_Assignment A:_
Answer these questions using the article about Warwick's CodeRED system:
(i) How much did the city pay for the system?
(ii) At what rate can the system distribute calls?
(iii) How many people signed up within the first three days the system was active?
_Assignment B:_
The article about Warwick's CodeRED system quotes a description of where the system delivers customized pre-recorded emergency messages. List every recipient that description names.
_Assignment C:_
Output the stretch of the article about Warwick's CodeRED system from "According to the" through "the first day.", copied word for word.

_Text:_

+-------+

To better serve the people of Warwick during a crisis, such as a hurricane or flood, Mayor Scott Avedisian and his administration instituted a new rapid emergency notification service, CodeRED.
The city purchased the system from CodeRED Emergency Communications Network for $19,000 before Hurricane Sandy. Funds came from the Warwick Fire Department’s EMA budget and cover an entire year of use. Warwick is one of the first municipalities in Rhode Island to buy the system, said Warwick Fire Department Chief Ed Armstrong.
According to the city website at warwickri.gov, “The system will distribute emergency messages via telephone to targeted areas or the entire county at a rate of 1,000 calls per minute.” It “employs a one-of-a-kind Internet mapping capability for geographic targeting of calls, coupled with a high speed telephone calling system capable of delivering customized pre-recorded emergency messages directly to homes and businesses, live individuals and answering machines.”
Residents are able to register for free via the city website. By doing so, they will be added to the emergency call list.
If the city chooses not to purchase the system in the future, the company will delete all contact information from their files. They do not sell or give out any information.
Armstrong said more than 3,100 people signed up within the first three days it was active, with Monday being the first day.

+-------+

Collected data entries:
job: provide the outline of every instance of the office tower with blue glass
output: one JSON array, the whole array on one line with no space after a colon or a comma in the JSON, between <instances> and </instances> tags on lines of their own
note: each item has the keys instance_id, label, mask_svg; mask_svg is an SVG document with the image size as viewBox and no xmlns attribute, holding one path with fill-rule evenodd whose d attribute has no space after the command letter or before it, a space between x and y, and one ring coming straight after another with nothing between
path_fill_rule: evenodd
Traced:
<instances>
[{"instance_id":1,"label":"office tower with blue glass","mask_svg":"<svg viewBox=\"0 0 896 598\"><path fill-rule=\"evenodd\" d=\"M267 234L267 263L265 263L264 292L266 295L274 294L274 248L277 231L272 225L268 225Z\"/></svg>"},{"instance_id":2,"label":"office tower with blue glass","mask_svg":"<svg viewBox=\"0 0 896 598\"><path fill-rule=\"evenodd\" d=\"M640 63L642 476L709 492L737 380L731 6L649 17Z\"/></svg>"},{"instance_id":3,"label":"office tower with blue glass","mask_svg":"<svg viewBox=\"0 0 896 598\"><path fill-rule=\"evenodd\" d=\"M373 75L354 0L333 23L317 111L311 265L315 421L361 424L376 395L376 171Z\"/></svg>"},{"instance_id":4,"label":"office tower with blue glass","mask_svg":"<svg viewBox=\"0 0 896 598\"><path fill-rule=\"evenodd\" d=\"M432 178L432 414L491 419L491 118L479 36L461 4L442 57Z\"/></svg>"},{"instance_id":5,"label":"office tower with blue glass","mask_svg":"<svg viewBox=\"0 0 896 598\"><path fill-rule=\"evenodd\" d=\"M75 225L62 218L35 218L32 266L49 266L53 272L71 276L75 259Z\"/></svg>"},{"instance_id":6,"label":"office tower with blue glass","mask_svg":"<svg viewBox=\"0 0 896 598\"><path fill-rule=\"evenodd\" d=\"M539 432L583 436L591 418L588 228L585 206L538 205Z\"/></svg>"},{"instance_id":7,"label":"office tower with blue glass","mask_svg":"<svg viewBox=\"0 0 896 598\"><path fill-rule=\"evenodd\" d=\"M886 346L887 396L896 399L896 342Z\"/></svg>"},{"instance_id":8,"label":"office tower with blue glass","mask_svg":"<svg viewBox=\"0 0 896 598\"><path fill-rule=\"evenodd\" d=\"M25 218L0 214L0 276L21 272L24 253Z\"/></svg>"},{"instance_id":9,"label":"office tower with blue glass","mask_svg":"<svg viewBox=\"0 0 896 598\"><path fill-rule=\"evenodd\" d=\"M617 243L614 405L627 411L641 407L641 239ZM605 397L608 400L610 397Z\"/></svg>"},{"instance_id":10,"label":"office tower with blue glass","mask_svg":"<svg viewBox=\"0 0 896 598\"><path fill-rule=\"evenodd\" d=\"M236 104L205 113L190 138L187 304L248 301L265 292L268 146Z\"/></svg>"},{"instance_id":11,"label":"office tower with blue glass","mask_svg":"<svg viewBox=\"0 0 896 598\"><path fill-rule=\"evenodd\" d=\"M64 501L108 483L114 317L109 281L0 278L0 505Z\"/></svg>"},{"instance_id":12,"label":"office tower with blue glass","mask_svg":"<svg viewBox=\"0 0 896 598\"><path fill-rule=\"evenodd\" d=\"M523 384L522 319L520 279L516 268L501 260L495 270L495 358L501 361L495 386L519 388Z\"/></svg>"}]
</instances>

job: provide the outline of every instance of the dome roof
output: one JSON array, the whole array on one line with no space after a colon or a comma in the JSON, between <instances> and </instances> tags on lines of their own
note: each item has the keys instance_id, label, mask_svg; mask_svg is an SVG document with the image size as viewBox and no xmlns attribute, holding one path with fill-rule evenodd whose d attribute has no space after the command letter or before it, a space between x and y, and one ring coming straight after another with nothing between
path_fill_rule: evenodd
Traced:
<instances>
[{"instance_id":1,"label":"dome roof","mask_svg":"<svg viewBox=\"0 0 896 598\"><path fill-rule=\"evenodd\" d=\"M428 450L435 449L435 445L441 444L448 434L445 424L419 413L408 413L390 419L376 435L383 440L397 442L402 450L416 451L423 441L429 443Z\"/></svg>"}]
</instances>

+-------+

_Task response A:_
(i) $19,000
(ii) 1,000 calls per minute
(iii) More than 3,100 people

_Task response B:_
Homes, businesses, live individuals, answering machines

_Task response C:_
According to the city website at warwickri.gov, “The system will distribute emergency messages via telephone to targeted areas or the entire county at a rate of 1,000 calls per minute.” It “employs a one-of-a-kind Internet mapping capability for geographic targeting of calls, coupled with a high speed telephone calling system capable of delivering customized pre-recorded emergency messages directly to homes and businesses, live individuals and answering machines.”
Residents are able to register for free via the city website. By doing so, they will be added to the emergency call list.
If the city chooses not to purchase the system in the future, the company will delete all contact information from their files. They do not sell or give out any information.
Armstrong said more than 3,100 people signed up within the first three days it was active, with Monday being the first day.